# Görev Yönergesi
Sayfa alıntısına göre, kütüphanede yeni kitaplar aranırken Deniz ne yaptı?

# Sayfa Alıntısı
Küçük Ayı kendi kendine oynamış. Büyük Ayı işleri bitirmiş ve gözlerini kapatıp bir süre dinlenmiş. Sonra günün en keyifli saati gelmiş.
"Bugün çok iş yaptık, Küçük Ayı!" demiş Büyük Ayı.
"Ne güzeldi Büyük Ayı!" demiş Küçük Ayı.
"Seninle ben ne güzel oynadık... birlikte!"
Yazan Martin Waddell
Resimleyen Barbara Firth
Çeviren Aslı Motchane
Kırçiçeği Yayınları
2-6 yaş

1 Temmuz 2015 Çarşamba

TOMBİK AYI KAYBOLUNCA

Halk Kütüphanesi'nde çok severek okuduğumuz kitaplar var. Özleyip yeniden okumak istediğimizde bazen kaybolduğunu ya da yıpranma nedeniyle sistemden düştüğünü öğrenip üzülüyorum. Bu haberi aldığımda işim biraz daha zorlaşıyor, özellikle Deniz yanımda değilse. Onun olası hayal kırıklığını daha eğlenceli, yeni kitaplarla gidermeye çalışıyorum.  Beni daima tatmin eden yayınevleri var, Kırçiçeği Yayınları, Pearson Yayınları gibi. Onlardan birini buldum mu, işlem tamam!
Geçtiğimiz günlerde elimizdeki kitapları iade edip yenilerini almak için hızlı bir kütüphane ziyareti yaptık. Kordonda kütüphaneye en yakın cep içine arabayı kısa süreli park ettiğimiz için neredeyse koşarak gidip geldik. Ben yeni kitaplar ararken Deniz her zamanki gibi satranç köşesine geçti ve anneannesiyle bir el kuralsız satranç oynadı. Ben de kütüphaneye yeni teşrif etmiş güzel bir kitap buldum. Tombik Ayı Kaybolunca. Böylece mutlu ve park cezası yemeden oradan uzaklaştık.

Nesnelerin göründüğü yerlere dair veri kümesi satırları
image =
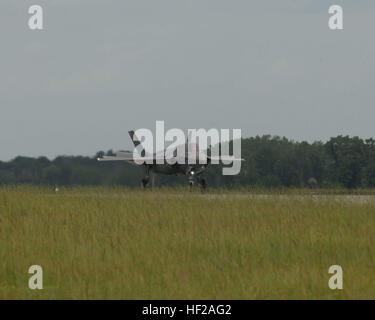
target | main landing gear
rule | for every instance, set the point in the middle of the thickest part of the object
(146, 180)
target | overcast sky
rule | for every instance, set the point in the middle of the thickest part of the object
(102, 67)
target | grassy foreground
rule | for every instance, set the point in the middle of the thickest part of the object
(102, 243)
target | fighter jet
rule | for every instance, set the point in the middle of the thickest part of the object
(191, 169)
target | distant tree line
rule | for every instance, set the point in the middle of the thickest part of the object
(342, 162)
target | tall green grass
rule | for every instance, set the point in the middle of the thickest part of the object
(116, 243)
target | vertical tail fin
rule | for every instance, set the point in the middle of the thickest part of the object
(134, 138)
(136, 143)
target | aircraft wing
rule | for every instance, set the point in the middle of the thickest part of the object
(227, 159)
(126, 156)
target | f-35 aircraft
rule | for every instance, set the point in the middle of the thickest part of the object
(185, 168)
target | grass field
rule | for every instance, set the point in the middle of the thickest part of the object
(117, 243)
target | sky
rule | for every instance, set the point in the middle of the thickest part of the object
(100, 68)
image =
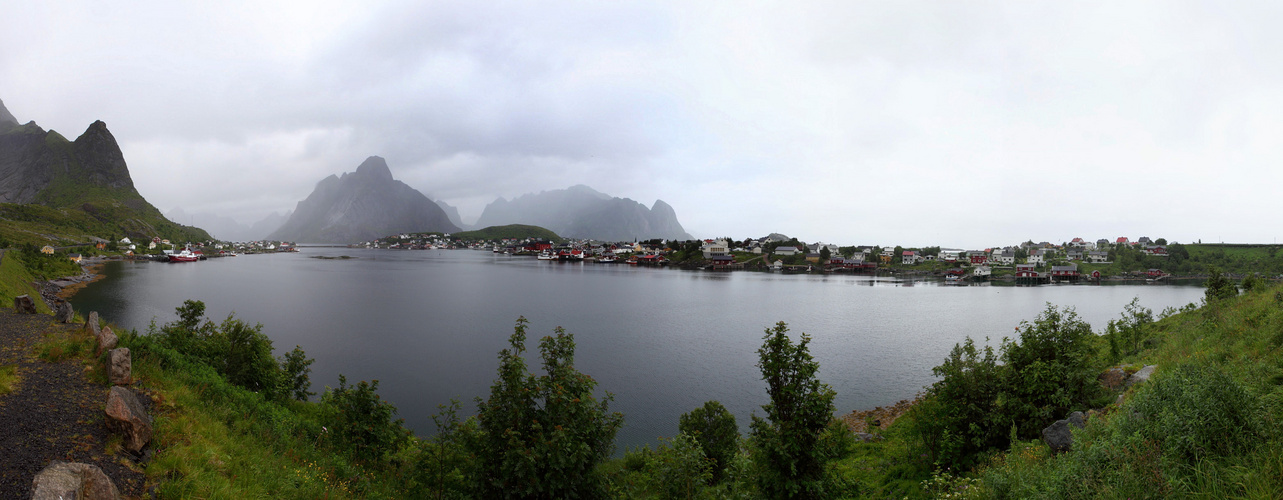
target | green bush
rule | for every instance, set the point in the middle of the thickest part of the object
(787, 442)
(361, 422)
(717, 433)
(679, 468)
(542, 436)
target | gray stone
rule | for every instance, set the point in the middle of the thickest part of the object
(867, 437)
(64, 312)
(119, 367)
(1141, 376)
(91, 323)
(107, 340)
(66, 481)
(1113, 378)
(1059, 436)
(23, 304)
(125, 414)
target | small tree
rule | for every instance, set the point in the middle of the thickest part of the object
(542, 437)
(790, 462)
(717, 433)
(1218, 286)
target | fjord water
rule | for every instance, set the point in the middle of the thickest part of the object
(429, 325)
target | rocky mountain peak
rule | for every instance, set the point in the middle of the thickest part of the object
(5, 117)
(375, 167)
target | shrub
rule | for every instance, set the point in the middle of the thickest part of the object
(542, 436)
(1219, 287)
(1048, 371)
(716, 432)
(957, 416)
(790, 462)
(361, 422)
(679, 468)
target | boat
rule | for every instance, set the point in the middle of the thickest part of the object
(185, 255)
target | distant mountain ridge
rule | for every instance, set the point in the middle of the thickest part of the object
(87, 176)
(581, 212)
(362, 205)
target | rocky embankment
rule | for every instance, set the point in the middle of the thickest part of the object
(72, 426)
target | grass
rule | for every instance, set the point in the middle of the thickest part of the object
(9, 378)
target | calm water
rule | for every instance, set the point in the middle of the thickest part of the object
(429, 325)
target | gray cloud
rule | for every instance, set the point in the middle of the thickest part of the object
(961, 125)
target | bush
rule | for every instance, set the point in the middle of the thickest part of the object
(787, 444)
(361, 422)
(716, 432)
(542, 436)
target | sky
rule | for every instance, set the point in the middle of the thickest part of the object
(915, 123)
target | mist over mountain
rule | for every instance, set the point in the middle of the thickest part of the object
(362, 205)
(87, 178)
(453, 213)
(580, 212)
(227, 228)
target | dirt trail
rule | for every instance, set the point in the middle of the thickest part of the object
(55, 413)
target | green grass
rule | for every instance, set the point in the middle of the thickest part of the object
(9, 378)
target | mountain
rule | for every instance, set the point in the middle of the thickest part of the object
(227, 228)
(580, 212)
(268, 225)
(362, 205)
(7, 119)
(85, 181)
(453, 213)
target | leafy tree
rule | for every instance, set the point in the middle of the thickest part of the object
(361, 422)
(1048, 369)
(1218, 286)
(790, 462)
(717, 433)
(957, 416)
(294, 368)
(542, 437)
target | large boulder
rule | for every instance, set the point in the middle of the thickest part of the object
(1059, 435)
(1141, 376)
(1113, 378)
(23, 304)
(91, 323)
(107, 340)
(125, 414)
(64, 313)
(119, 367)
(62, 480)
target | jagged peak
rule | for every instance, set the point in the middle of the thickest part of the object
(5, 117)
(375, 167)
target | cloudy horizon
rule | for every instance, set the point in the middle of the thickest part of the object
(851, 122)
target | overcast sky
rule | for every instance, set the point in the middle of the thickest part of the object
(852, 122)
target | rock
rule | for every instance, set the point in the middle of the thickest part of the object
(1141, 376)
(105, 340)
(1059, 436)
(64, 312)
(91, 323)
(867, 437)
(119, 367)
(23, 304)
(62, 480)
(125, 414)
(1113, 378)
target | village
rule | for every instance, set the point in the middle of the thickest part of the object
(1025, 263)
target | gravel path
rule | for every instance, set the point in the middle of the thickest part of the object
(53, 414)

# Görev Çözümü
Deniz her zamanki gibi satranç köşesine geçti ve anneannesiyle bir el kuralsız satranç oynadı.